Source excerpt —
========

The fire took place on Friday the 13th…and a Friday and the 13th falling on the same day is bad news…but only in English-speaking cultures. In Greek and Spanish cultures Tuesday the 13th gets the bad press…begging the question of how Brussels plans to harmonise bad luck across Europe. Thirteen has a long history of bad luck because the Lunisolar Calendar needs 13 months some years for it to work and both solar Gregorian Calendars and lunar Islamic Calendars stick to 12 months. At the last count there seemed to be three superficially plausible explanations.

In the Norse Myths twelve gods are a-feasting in the hall of the sea-god Aegir when Loki gate-crashes the party as an uninvited thirteenth guest. He persuades the blind god of darkness Hod to throw some mistletoe at Balder the god of joy and gladness which kills Balder and plunges the Earth into darkness and mourning. So the tale goes at least.

The trouble with this version is that the Old Norse original is Lokasenna in the Edda of the Icelandic Sagas and the poet lists not twelve but seventeen gods by name…and Baldur fails to put in an appearance. But Feminist Literature likes this version because Friday is named after a goddess in most European pagan calendars and thirteen has to do with lunar cycles. Hence fear of Friday the 13th is a patriarchal invention where femininity equals bad luck. QED.

========

Point labeling data from photos —

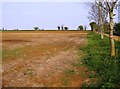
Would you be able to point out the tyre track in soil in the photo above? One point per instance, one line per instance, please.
(45, 72)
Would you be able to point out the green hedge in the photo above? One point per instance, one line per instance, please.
(98, 59)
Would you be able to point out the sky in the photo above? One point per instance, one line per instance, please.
(45, 15)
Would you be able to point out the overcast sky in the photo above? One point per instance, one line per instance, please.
(45, 15)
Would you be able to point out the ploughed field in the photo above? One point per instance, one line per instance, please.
(43, 59)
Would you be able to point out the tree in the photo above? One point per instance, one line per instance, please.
(36, 28)
(109, 6)
(98, 15)
(62, 27)
(85, 27)
(117, 29)
(92, 25)
(58, 27)
(80, 27)
(66, 28)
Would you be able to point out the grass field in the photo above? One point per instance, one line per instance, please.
(98, 59)
(43, 58)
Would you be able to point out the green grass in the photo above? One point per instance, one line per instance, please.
(98, 59)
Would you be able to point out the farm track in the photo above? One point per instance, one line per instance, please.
(41, 59)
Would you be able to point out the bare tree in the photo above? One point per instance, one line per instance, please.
(109, 6)
(98, 15)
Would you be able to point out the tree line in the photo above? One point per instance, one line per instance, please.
(102, 14)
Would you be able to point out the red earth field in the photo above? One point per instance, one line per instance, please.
(43, 59)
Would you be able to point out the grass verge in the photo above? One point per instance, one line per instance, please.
(98, 59)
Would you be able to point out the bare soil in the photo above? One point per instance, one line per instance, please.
(41, 59)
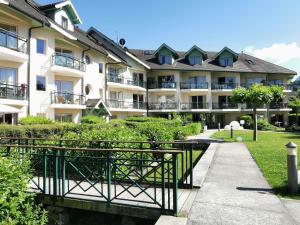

========

Work to complete —
Reproduce the Friday the 13th passage in full, word for word. The items aren't needed for anything here.

Exercise output —
The fire took place on Friday the 13th…and a Friday and the 13th falling on the same day is bad news…but only in English-speaking cultures. In Greek and Spanish cultures Tuesday the 13th gets the bad press…begging the question of how Brussels plans to harmonise bad luck across Europe. Thirteen has a long history of bad luck because the Lunisolar Calendar needs 13 months some years for it to work and both solar Gregorian Calendars and lunar Islamic Calendars stick to 12 months. At the last count there seemed to be three superficially plausible explanations.

In the Norse Myths twelve gods are a-feasting in the hall of the sea-god Aegir when Loki gate-crashes the party as an uninvited thirteenth guest. He persuades the blind god of darkness Hod to throw some mistletoe at Balder the god of joy and gladness which kills Balder and plunges the Earth into darkness and mourning. So the tale goes at least.

The trouble with this version is that the Old Norse original is Lokasenna in the Edda of the Icelandic Sagas and the poet lists not twelve but seventeen gods by name…and Baldur fails to put in an appearance. But Feminist Literature likes this version because Friday is named after a goddess in most European pagan calendars and thirteen has to do with lunar cycles. Hence fear of Friday the 13th is a patriarchal invention where femininity equals bad luck. QED.